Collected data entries
——

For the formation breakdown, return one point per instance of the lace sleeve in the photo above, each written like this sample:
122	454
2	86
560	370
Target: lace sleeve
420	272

——

[What you should do]: Transcribe each of the items above line for line, keeping every character unchanged.

[Task result]:
For the formation breakdown, return one point per instance of the lace sleeve in the photo above, each written like this sample:
122	454
2	86
560	370
Target: lace sleeve
420	272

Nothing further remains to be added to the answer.